DIRECTIVE:
Could you reproduce, word for word, the lines of the records below that run from the one containing "Can you see the framed portrait" through the end of the records, with both ends included?

ENTRIES SHOWN:

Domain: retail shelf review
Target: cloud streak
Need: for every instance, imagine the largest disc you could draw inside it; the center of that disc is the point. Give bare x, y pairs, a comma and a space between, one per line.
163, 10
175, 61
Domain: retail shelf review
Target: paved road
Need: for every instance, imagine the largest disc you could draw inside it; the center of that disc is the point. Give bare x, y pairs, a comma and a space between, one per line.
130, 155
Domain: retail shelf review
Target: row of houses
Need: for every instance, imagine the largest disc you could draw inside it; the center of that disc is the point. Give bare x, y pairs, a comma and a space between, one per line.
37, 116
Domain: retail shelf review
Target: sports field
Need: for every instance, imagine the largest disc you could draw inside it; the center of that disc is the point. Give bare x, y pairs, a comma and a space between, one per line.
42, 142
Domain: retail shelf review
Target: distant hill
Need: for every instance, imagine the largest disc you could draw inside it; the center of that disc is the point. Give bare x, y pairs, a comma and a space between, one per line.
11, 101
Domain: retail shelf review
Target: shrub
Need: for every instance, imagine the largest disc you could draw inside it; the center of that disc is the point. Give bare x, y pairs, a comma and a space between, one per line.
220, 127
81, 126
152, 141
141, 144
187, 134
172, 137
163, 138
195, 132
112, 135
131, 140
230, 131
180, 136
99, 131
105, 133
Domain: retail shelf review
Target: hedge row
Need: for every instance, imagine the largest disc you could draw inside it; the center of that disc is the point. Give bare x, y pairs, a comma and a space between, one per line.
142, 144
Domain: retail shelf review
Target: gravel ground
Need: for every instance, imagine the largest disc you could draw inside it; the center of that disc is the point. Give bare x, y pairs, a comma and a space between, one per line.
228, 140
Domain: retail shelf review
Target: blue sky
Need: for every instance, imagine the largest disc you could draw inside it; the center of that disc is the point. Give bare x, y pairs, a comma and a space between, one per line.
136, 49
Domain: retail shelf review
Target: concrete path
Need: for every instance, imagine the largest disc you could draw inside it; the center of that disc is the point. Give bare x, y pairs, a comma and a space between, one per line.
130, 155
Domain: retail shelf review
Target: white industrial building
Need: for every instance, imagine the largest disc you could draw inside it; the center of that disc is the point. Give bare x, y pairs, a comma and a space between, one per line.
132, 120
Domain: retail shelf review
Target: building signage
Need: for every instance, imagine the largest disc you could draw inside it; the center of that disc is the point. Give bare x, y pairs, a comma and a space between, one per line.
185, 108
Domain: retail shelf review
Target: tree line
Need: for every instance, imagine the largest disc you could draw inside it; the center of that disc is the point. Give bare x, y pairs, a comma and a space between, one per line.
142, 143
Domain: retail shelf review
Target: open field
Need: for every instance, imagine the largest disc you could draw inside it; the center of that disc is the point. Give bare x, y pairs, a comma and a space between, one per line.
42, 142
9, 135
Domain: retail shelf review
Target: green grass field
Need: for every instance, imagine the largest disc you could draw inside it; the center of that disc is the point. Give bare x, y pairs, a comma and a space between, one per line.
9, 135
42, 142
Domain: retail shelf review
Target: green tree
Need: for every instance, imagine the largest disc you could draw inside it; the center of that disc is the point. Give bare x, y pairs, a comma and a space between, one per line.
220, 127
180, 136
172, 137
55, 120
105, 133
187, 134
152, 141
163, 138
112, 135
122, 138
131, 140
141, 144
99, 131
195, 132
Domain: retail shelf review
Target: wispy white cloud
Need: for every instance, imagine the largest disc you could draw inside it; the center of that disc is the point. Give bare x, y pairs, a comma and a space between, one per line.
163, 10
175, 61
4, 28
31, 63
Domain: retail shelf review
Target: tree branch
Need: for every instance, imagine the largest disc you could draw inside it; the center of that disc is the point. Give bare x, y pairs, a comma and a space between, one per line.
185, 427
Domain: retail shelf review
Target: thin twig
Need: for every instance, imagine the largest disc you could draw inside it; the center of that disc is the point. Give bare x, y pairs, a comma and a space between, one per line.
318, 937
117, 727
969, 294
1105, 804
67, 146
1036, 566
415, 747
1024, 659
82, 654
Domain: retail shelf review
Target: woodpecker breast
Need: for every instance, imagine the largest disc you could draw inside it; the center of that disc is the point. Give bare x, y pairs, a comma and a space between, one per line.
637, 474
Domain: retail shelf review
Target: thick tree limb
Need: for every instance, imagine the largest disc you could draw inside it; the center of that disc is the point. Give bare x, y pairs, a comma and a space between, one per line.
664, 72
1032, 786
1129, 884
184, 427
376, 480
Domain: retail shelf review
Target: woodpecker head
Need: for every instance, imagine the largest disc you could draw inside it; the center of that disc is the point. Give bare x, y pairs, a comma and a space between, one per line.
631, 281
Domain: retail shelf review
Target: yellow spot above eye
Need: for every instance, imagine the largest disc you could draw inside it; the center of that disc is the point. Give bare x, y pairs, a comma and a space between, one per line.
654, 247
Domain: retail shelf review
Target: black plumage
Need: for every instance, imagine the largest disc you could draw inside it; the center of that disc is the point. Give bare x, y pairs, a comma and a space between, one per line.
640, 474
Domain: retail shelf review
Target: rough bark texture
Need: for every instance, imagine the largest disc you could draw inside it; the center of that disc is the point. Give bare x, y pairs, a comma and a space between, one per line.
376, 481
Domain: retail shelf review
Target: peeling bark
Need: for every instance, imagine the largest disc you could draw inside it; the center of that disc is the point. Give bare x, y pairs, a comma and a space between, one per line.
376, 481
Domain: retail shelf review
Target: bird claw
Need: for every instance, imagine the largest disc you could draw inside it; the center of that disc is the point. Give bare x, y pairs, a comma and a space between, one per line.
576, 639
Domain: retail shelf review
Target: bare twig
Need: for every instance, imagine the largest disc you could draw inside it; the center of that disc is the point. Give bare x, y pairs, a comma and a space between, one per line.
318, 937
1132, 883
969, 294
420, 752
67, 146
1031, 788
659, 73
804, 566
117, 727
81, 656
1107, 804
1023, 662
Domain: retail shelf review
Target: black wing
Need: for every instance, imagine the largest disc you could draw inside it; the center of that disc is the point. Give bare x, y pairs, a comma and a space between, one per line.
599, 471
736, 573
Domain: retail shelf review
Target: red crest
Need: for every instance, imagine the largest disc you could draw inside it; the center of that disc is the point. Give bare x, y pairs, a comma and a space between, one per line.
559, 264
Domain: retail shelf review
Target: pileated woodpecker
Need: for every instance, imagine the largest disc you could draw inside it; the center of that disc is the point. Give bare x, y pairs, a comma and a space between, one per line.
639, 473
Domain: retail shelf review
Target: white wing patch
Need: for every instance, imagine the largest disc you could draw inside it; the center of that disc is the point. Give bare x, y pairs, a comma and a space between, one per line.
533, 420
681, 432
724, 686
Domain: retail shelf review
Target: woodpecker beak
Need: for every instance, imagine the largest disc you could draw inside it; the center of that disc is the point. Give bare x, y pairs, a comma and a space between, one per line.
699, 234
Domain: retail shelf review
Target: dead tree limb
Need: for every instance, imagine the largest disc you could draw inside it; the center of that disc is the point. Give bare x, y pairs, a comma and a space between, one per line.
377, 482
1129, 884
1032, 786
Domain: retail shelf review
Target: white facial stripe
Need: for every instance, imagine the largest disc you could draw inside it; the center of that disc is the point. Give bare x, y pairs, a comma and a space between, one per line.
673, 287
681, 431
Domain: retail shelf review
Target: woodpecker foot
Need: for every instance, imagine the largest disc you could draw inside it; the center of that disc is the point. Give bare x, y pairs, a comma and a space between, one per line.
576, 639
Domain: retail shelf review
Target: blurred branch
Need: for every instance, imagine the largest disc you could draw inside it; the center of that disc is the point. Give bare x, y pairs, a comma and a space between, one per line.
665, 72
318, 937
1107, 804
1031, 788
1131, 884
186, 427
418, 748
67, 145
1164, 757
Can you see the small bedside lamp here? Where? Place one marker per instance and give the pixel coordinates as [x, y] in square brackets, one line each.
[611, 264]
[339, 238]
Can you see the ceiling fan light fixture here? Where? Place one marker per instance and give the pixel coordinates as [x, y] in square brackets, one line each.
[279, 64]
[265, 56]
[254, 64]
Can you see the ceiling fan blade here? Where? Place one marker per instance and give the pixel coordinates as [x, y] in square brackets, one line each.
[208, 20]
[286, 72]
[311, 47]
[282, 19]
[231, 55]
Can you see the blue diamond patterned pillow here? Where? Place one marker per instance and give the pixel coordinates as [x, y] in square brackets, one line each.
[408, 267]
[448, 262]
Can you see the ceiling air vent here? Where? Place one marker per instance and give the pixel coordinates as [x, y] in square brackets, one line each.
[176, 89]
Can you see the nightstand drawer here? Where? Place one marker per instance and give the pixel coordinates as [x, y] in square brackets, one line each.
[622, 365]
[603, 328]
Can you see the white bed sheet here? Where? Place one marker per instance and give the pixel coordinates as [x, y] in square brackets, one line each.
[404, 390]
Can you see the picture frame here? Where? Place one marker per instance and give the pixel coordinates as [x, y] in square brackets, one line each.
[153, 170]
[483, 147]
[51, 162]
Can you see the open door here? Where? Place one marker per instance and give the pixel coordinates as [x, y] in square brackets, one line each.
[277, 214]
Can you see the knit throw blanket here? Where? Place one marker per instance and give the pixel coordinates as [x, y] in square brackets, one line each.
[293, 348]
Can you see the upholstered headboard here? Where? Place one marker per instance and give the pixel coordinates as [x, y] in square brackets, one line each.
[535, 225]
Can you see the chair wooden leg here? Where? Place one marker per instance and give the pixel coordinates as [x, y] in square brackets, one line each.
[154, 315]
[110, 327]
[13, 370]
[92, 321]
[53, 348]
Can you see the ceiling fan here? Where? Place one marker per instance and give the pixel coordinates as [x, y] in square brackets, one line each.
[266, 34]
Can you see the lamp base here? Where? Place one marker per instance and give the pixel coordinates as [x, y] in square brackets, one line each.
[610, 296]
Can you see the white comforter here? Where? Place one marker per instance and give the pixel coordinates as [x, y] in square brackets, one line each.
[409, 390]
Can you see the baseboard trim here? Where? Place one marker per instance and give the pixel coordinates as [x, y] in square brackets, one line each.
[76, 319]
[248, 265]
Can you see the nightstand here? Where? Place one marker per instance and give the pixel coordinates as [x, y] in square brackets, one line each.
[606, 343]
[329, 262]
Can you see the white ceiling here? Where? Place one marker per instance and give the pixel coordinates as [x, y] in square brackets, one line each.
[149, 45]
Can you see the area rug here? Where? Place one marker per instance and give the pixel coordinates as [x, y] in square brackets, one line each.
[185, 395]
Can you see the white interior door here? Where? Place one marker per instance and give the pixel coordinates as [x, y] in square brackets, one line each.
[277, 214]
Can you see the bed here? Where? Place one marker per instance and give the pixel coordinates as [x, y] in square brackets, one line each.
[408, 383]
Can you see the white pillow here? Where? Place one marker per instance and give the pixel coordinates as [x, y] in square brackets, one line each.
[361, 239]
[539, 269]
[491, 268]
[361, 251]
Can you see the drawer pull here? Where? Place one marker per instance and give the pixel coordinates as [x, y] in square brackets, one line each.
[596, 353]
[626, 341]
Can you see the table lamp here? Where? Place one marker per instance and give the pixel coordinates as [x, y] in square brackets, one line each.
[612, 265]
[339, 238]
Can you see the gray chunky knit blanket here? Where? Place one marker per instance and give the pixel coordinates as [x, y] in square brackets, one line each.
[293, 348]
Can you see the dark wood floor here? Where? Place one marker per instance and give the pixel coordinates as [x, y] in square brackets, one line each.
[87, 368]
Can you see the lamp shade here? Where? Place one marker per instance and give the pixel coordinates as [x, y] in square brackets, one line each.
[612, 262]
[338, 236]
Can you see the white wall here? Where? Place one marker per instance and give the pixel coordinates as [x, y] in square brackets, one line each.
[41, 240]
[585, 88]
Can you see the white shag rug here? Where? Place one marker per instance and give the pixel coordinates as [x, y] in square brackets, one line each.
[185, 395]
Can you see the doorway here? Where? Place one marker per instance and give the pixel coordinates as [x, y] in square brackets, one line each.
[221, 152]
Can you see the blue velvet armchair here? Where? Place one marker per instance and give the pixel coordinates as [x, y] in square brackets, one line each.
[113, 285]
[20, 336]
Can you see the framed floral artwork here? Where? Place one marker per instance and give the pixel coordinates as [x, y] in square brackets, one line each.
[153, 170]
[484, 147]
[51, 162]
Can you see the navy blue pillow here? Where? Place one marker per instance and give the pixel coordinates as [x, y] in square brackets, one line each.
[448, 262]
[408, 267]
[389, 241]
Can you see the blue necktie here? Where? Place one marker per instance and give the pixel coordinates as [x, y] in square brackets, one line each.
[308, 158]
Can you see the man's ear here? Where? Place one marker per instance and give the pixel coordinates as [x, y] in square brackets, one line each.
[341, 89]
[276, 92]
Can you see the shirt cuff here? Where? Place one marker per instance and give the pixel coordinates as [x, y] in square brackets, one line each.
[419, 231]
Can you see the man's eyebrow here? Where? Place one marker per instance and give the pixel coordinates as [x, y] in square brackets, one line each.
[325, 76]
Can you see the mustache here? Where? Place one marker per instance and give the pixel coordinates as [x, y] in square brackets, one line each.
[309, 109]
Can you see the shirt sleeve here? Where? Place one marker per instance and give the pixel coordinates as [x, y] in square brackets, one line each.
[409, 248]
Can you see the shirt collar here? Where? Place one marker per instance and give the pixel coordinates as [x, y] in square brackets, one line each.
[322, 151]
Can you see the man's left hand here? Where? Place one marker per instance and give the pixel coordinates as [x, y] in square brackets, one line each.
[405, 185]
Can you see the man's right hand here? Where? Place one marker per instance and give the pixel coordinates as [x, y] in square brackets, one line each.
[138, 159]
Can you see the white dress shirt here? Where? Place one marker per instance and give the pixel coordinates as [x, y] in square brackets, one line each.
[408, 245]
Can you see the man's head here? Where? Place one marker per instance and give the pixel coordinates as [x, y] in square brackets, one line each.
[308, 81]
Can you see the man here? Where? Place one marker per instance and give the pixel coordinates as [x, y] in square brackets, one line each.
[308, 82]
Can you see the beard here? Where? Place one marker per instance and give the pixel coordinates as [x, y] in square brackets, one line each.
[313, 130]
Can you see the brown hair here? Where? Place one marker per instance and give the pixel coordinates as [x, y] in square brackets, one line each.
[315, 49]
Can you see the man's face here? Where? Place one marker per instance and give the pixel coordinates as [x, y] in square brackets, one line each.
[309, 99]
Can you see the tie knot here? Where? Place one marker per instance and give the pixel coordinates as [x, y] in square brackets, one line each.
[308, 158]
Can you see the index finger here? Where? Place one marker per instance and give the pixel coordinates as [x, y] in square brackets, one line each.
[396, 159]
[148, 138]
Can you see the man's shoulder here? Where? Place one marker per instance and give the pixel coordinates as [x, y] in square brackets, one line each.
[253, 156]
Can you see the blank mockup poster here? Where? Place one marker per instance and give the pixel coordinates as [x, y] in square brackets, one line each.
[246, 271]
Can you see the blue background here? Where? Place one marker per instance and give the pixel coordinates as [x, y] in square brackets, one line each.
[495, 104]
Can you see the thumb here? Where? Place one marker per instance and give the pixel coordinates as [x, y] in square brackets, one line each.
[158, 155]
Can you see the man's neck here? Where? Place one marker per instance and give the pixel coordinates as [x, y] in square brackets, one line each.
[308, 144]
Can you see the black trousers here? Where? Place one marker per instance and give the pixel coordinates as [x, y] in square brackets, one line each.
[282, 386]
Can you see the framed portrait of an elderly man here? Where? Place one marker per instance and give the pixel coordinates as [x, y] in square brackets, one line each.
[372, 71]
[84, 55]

SOLUTION:
Can you see the framed portrait of an elderly man here? Where? Place one marker per instance and give the pixel coordinates as [x, y] in square brackets, one line each.
[372, 71]
[84, 55]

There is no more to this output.